## [WHAT TO WORK ON]
Give back the whole listing exactly as shown.

## [WORKING DATA]
---+---
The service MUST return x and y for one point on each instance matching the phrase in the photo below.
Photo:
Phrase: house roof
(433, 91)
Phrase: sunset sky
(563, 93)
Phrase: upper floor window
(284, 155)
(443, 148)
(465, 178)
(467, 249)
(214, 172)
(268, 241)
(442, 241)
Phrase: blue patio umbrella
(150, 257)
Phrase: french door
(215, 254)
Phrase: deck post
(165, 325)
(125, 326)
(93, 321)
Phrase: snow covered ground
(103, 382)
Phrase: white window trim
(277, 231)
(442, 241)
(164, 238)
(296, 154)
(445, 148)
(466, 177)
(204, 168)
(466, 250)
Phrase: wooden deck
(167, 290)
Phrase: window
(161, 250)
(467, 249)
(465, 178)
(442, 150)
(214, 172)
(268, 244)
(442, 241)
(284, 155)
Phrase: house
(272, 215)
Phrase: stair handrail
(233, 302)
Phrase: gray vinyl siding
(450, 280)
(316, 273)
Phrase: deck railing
---+---
## [FINISHED TASK]
The service MUST return x and y for one point on each instance matching the phrase in the photo below.
Photo:
Phrase: house roof
(433, 91)
Phrase: sunset sky
(563, 93)
Phrase: upper floor window
(284, 155)
(443, 148)
(465, 178)
(467, 249)
(214, 172)
(268, 241)
(442, 241)
Phrase: blue patio umbrella
(150, 257)
Phrase: french door
(215, 254)
Phrase: deck post
(165, 325)
(125, 326)
(93, 321)
Phrase: snow covered ground
(103, 382)
Phrase: white window trim
(277, 231)
(442, 241)
(164, 238)
(296, 154)
(445, 148)
(466, 177)
(204, 168)
(466, 250)
Phrase: wooden deck
(167, 290)
Phrase: window
(161, 250)
(467, 249)
(465, 178)
(442, 150)
(214, 172)
(268, 244)
(442, 241)
(284, 155)
Phrase: house
(272, 215)
Phrase: stair handrail
(233, 302)
Phrase: gray vinyl siding
(450, 280)
(316, 273)
Phrase: deck railing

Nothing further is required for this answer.